* [Text excerpt]:
[Start of Attachment]

RECOMMENDATION

“Is this mocking me?” At the beginning, I think everyone suspects Takuro Kotaka’s films. Or, some might get angry. However, I believe that art can be activism, and has the potential to can create huge, various and complex emotions of spectacular breadth for people. You have to think through his films. “Is this feeling correct?”
 
– Haruka Iharada (Curator)

Takuro Kotaka wanders around countries where many people feel tired of trying to make political change, because nothing changes despite their efforts—such as in Japan and Thailand. In these places, Kotaka reaches out to those still striving for change, making films with those who take his gentle hands. The resulting films are humanistic and humorous, and perhaps invigorating enough for the exhausted to keep going. Takuro, there are so many places in the world you can go and make more films!
 
– Keiko Sei (Curator/Media activist)

He gets obsessed, puts full mind and body into anything that grabs his attention and pushes his concern. He jumps in with a no-fear approach, winning over minds, asking forgiveness, and making friends and allies along the way. Takuro Kotaka has a unique appeal and mysterious ability to infect people’s hearts.
 
– Masahiro Satsuka (Director of the National Museum of Art, Okutama)

The Return of the Poet is a hallucinatory critique of the surreal present as seen through the transformation of an outgoing artist turned soothsaying mystic after an encounter with a shaman. His trances channel a fragmented, unfiltered gaze on the ongoing inequities in society.
 
– Jason Waite (Curator, Don’t Follow the Wind)

In Takuro Kotaka’s documentary-style films, the mundane reality of everyday life collides with surreal ideas of outer space to create witty, tongue-in-cheek and keenly observed presentations of the socio-political issues faced by local communities in present day Thailand.
 
– Lauren Reid (Curator, Project Space Festival Berlin, Insitu Collective)

[End of Attachment]

* [Apply what you read]:
- 1) Which two countries does Keiko Sei name in the recommendations for Takuro Kotaka's films as places where people feel tired of trying to make political change?
- 2) Retype the recommendations for Takuro Kotaka's films, starting at "Takuro Kotaka wanders" and ending at "Sei (Curator/Media activist)".
- 3) Continue the recommendations for Takuro Kotaka's films from where they stop.

* [Dataset extract]:

[Start of Attachment]

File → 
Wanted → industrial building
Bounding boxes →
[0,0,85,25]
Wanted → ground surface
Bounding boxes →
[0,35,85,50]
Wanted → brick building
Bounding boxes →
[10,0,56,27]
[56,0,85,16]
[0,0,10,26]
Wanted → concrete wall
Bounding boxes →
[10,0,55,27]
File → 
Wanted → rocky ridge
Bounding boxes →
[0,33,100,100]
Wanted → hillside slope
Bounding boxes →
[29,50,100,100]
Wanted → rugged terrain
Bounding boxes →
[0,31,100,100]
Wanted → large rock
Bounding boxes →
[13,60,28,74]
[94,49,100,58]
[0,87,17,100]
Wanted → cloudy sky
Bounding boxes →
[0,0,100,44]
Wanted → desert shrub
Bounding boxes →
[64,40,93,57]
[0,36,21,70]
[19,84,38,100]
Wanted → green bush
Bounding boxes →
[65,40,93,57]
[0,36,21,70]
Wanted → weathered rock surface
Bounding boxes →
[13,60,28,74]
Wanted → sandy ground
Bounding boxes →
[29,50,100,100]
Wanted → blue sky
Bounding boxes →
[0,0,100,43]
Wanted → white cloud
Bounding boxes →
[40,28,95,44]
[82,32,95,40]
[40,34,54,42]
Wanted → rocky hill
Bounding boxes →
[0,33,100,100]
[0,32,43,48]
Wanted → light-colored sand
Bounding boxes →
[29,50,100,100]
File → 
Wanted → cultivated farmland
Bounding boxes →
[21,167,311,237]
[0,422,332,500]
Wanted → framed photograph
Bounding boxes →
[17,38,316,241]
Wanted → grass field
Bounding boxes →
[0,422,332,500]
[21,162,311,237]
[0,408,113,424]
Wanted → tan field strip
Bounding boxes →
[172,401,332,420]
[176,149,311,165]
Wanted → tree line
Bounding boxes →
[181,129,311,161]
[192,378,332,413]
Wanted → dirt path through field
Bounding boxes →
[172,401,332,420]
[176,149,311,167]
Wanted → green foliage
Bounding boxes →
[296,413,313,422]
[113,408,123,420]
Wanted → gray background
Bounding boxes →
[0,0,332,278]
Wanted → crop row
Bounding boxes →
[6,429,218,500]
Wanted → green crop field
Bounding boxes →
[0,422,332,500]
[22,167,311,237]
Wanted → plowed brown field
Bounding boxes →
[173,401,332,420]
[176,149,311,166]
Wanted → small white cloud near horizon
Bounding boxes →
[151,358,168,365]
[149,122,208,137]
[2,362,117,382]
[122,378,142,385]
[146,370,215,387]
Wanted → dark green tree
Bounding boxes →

[End of Attachment]

* [Answer set]:
- 1) Japan and Thailand.

- 2)
Takuro Kotaka wanders around countries where many people feel tired of trying to make political change, because nothing changes despite their efforts—such as in Japan and Thailand. In these places, Kotaka reaches out to those still striving for change, making films with those who take his gentle hands. The resulting films are humanistic and humorous, and perhaps invigorating enough for the exhausted to keep going. Takuro, there are so many places in the world you can go and make more films!
 
– Keiko Sei (Curator/Media activist)

- 3)
Takuro Kotaka’s recent films produced in Thailand have thoroughly researched specific areas of the Southern and Northern regions, where the complexity of Thai socio-political issues has been hidden for ages. Once viewers can touch upon the sensitivity of the confusion and fallacies around these issues, penetrated in the small narratives of the films, unveiling the truth of “Thainess.”
 
– Penwadee Nophaket Manont (Curator, RAI.D COLLECTIVE, Southeast Asia Fiction Film Lab)

“What you see in others, exists in you” – I am reminded of this ambiguous moment when I explore the films of Takuro Kotaka. His visualization of the everyday politics in Thai culture shows the everyday dilemmas of locals through a filmmaker’s eyes. In his film ‘Man from a Distant Planet’ we can consider the relationship of Muslim Thai people from Pattani—the ‘deep’ or ‘southernmost’ part of Thailand—to the rest of Thailand and mainstream “Thai” identity, from they remain distinct and alienated.
 
– Samak Kosem (Artist)

The Return
In the morning mist, we walked through the woods
Your feverish face immersed into the phantom moist
Melting darkness
We stood side by side in front of a huge tree, Madras Thorn
You whispered and forecasted my defeat
To you, to our ancestors, to our departed land
Where we were born
You carved our names into Madras Thorn
In ancient letters
Shall I wander more, or return and inherit the earth?